ABOUT THIS TASK - Copy out the listing that follows in its entirety, keeping it exactly the same.

RECORDS FOR THE EXERCISE -
★ ★ ★ ★
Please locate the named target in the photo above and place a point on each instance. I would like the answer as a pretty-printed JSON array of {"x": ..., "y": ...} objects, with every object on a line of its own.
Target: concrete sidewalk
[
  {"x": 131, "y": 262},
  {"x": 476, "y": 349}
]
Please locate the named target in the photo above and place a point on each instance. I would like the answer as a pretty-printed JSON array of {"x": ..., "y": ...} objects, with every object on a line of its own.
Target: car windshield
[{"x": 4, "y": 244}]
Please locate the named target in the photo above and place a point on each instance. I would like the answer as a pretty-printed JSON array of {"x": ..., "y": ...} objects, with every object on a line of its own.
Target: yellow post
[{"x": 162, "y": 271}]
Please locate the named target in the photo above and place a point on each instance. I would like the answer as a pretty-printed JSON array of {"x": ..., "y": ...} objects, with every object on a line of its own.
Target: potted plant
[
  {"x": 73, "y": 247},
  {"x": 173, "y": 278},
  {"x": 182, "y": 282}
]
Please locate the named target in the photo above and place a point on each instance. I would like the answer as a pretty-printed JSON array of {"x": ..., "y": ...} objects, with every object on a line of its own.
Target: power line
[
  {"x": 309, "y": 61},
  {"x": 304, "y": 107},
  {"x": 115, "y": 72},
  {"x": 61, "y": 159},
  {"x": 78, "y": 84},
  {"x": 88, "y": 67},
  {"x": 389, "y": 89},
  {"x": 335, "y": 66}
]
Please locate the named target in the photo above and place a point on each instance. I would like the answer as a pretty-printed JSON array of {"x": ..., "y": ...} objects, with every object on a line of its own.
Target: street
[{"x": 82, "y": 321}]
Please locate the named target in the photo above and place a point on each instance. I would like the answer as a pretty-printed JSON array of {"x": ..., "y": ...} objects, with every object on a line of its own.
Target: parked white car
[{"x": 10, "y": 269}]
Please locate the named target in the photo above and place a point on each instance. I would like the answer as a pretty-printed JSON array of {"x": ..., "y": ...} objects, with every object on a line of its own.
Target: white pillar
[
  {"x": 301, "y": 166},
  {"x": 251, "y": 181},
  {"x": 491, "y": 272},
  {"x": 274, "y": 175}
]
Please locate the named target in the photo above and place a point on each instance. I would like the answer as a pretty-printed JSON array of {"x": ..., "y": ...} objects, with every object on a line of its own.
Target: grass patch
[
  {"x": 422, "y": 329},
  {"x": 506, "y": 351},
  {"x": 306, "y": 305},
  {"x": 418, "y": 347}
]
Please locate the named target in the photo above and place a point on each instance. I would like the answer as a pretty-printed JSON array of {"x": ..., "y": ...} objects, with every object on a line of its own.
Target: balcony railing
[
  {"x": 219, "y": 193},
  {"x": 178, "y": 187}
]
★ ★ ★ ★
FINISHED TASK -
Please locate the named target in the photo above and place a point on each instance. I would like the answer as a pretty-printed JSON array of {"x": ..., "y": ...} objects, with every object on a line of its own.
Target: concrete sidewalk
[
  {"x": 131, "y": 262},
  {"x": 476, "y": 349}
]
Please locate the named target in the photo above and place a point on each instance. I would like the answer as a pretty-printed JSON array of {"x": ..., "y": ...} objects, with every object on a line of its own.
Target: car windshield
[{"x": 4, "y": 244}]
Please locate the named target in the photo above and place a point on each instance. I would like the answer as a pretty-printed JSON array of {"x": ..., "y": ...} objects, with every object on a line of its own.
Target: yellow post
[{"x": 162, "y": 271}]
Please locate the named target in the photo above and place a point on each instance. I would like the answer as a pretty-printed JSON array of {"x": ..., "y": ...} objects, with every object on a line of its own.
Target: potted plant
[
  {"x": 73, "y": 247},
  {"x": 173, "y": 278},
  {"x": 182, "y": 282}
]
Please locate the named target in the photo above and place a point on each instance. I would like the answer as a pretty-printed JSON array of {"x": ..., "y": ...} objects, with every object on a line of its own.
Target: power line
[
  {"x": 309, "y": 61},
  {"x": 304, "y": 107},
  {"x": 115, "y": 72},
  {"x": 61, "y": 159},
  {"x": 78, "y": 84},
  {"x": 88, "y": 67},
  {"x": 389, "y": 89},
  {"x": 335, "y": 66}
]
Please locate the named target in the photo above and place a point on each instance. I would like the answer as a pretty-printed JSON array of {"x": ..., "y": ...} objects, with every object on a line of its own.
Target: street
[{"x": 82, "y": 321}]
Please locate the named target in the photo above and place a point on each instance. I would like the answer as a pretty-printed JSON array of {"x": ..., "y": ...} objects, with every object on a line of its own.
Target: parked white car
[{"x": 10, "y": 269}]
Please locate the named target in the photo above and place a point on each instance. I would like the answer as a pretty-printed JSON array of {"x": ..., "y": ...} objects, with every object on a line of its own.
Target: white pillar
[
  {"x": 301, "y": 166},
  {"x": 251, "y": 181},
  {"x": 491, "y": 272},
  {"x": 274, "y": 175}
]
Please locate the named target in the photo above and place a point on each instance. I would like the answer as a pretty-printed JSON array of {"x": ..., "y": ...} objects, with every object on a line of its own.
Target: grass patch
[
  {"x": 422, "y": 329},
  {"x": 506, "y": 351},
  {"x": 306, "y": 305},
  {"x": 418, "y": 347}
]
Please locate the named target in the photo above and place a point on each instance. I would like the answer as a pretty-printed JSON array of {"x": ..., "y": ...} objects, with every object on a line of its own.
Target: balcony railing
[
  {"x": 219, "y": 193},
  {"x": 178, "y": 187}
]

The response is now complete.